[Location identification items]
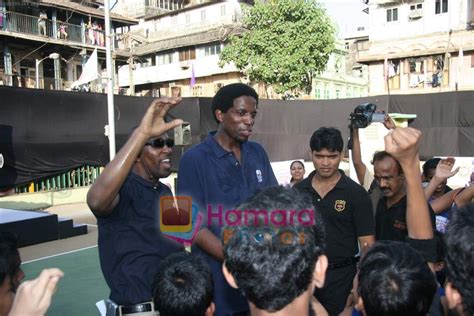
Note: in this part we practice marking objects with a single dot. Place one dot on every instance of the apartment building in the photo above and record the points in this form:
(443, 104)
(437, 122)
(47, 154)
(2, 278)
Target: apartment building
(45, 43)
(418, 46)
(176, 53)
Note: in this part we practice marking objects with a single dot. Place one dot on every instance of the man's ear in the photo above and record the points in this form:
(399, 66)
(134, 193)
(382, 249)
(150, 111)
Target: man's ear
(319, 273)
(211, 309)
(230, 279)
(219, 115)
(453, 296)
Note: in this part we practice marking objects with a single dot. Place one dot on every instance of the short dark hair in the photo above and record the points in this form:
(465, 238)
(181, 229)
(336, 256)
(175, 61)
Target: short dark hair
(326, 137)
(183, 286)
(395, 280)
(296, 162)
(430, 164)
(9, 255)
(460, 254)
(224, 98)
(274, 264)
(381, 155)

* Directions
Write out the listing above again, requests included, and omit the pictures. Scale only the answer coordinates by 2.1 and round them to whole numbers, with halves rounded up, while the numbers in the requests and their sample points stay unchanged.

* In response
Note: in this part we practice marking objects with a single dot. Place one dot on every instance of the apartment building in the photo above and record the points in this form:
(443, 104)
(437, 122)
(47, 154)
(2, 278)
Target: apartment building
(95, 90)
(878, 97)
(370, 111)
Note: in this part we practice marking objects with a single dot. Place one dot on every instance of the man's ear in the photo above and record the points in this form:
(399, 66)
(134, 193)
(382, 249)
(150, 111)
Target: man's ear
(670, 573)
(443, 649)
(483, 586)
(460, 242)
(951, 622)
Note: in this part we practice marking objects with a single dot. Place one dot on every instance of the short dark hair in the photo above and record the points in this form:
(465, 238)
(181, 229)
(336, 256)
(175, 61)
Target: short dark hair
(685, 288)
(384, 601)
(830, 588)
(622, 340)
(903, 344)
(19, 536)
(966, 533)
(470, 206)
(575, 554)
(800, 326)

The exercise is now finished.